** begin **
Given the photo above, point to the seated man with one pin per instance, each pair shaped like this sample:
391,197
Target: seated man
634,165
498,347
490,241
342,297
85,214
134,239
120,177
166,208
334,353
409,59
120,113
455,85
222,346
** end **
» STATED TASK
Can you extract every line of the records above and reproduce each one character for character, in its original order?

» THE OUTPUT
Given the photo above, point to the seated man with one pin per instance, each pair shaped like this sample:
391,197
Target: seated man
634,165
498,347
490,241
342,297
85,214
134,239
120,177
166,208
334,353
409,59
120,113
455,85
222,346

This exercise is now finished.